» Fragmento de lectura
◆ ◆ ◆ ◆ ◆ ◆ ◆
Se ha dicho que la lenta declinación de Billie Holiday empezó en la década del cuarenta. Es cierto que su repertorio viró a las canciones sentimentales, y que los músicos de jazz que solían acompañarla dejaron su lugar a intérpretes menores y a ensambles de cuerda de arreglos pesados y sensibleros; sin embargo, ella mantuvo la intensidad de su canto. En todo caso, la declinación pasaba por las desventuras de su vida personal y por sus adicciones, que se agravaron cuando su marido de aquellos años, Jimmy Monroe, la inició en la heroína. Billie nunca tuvo suerte en el amor. Reincidía, como afirma Ted Gioia en su Historia del jazz , en hombres que remedaban el perfil de aquel padre que sólo reconoció a su hija cuando la carrera de ésta empezó a florecer: seductores, duros e inescrupulosos, que además la explotaban descaradamente.

Con las drogas duras, y tras la muerte de su madre, llegaron las internaciones de rehabilitación y, de nuevo, la prisión. En 1947 debió cumplir diez meses de condena por tenencia de estupefacientes en el correccional federal para mujeres de Alderson, Virginia, donde, según cuenta en su autobiografía, la pusieron a cuidar cerdos. Para Billie fue una tragedia por partida doble: la prisión dañaba su nombre y su carrera al tiempo que la devolvía a la pesadilla que había vivido en la cárcel de Walfare Island cuando era apenas una adolescente. "En mi vida hubo acontecimientos que el tiempo no podía modificar ni curar", se queja en su libro. Al salir, descubrió que ya no podría ganarse la vida en Nueva York: la ley negaba el permiso de actuación en los clubes a quienes hubieran cumplido condena por delitos graves.
◆ ◆ ◆ ◆ ◆ ◆ ◆
» Extractos de datos
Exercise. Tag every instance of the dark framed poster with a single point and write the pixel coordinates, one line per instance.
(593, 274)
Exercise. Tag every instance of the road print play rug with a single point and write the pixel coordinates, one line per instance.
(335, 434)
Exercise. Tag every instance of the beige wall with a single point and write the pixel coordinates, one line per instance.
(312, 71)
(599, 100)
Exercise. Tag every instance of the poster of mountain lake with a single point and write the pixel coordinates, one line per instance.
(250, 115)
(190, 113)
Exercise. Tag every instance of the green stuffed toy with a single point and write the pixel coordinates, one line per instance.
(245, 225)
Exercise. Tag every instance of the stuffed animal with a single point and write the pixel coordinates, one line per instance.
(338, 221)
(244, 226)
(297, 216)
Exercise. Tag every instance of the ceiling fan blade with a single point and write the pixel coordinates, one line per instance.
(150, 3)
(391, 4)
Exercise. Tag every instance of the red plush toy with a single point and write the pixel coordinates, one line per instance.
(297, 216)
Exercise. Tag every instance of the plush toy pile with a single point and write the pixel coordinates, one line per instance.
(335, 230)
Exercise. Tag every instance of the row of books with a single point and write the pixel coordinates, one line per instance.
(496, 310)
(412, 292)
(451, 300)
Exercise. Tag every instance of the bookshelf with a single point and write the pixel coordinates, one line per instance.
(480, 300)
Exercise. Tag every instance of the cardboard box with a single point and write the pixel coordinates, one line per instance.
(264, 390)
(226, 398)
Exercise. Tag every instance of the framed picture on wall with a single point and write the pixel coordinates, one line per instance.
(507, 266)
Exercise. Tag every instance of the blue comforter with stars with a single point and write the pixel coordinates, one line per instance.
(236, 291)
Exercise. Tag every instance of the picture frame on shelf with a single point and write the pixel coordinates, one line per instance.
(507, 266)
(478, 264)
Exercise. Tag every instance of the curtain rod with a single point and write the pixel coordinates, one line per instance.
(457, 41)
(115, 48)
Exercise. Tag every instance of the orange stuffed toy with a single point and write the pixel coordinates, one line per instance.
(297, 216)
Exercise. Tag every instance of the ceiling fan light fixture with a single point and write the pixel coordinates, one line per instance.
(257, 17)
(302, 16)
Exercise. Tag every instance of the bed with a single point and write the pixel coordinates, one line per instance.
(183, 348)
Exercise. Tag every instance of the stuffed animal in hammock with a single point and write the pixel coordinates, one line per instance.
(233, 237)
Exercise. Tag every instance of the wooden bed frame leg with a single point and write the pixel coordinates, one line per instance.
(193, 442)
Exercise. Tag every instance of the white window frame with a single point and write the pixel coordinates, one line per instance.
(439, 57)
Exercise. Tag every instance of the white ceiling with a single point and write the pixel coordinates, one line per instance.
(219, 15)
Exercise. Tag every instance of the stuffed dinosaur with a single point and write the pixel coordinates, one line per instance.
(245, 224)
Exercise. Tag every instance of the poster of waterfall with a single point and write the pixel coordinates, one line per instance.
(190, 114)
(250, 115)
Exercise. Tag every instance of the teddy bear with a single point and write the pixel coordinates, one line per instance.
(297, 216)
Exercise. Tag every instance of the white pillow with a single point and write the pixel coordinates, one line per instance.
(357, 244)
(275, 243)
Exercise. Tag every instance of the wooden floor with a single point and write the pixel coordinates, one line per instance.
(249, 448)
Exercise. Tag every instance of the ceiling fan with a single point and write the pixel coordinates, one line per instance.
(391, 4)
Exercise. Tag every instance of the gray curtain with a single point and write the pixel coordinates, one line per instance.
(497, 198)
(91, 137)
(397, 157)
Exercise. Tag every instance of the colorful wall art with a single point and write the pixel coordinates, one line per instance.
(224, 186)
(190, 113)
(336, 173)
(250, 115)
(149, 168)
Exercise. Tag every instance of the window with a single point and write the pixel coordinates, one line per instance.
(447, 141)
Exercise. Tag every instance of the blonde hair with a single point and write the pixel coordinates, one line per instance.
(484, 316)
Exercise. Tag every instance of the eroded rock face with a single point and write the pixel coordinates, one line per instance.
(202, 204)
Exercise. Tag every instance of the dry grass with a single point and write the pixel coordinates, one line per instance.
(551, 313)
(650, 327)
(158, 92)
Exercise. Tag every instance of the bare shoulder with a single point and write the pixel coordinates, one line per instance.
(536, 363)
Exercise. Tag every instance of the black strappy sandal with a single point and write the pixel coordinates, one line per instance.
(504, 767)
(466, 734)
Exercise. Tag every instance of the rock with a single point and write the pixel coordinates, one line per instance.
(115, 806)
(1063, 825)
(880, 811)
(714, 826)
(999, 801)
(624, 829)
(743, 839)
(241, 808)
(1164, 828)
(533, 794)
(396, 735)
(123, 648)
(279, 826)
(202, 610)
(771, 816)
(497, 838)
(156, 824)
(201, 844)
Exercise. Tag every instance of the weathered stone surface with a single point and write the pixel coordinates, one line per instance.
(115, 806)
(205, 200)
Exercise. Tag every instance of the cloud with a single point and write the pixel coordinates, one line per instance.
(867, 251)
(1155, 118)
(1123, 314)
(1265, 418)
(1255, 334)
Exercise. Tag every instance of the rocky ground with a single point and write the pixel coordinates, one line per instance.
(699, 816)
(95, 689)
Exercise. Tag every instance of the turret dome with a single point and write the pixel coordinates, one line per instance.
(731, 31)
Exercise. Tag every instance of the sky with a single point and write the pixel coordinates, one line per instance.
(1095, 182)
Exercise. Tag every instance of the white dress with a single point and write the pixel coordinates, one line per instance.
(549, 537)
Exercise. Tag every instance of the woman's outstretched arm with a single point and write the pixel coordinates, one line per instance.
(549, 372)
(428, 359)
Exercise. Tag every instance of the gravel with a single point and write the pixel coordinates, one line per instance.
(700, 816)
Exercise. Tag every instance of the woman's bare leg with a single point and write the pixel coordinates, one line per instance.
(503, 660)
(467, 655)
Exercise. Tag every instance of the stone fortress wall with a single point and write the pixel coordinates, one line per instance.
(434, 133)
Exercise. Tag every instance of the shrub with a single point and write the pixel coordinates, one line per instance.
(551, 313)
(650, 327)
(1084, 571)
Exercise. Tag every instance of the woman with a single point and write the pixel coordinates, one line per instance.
◆ ◆ ◆ ◆ ◆ ◆ ◆
» Ejercicios propuestos
• A. Según el fragmento sobre Billie Holiday, ¿cuántos meses de condena cumplió la cantante en 1947 en el correccional de Alderson?
• B. Enumere todas las personas que el fragmento sobre Billie Holiday menciona por su nombre.

» Respuestas esperadas
• A. Diez meses.

• B. Billie Holiday, Jimmy Monroe y Ted Gioia.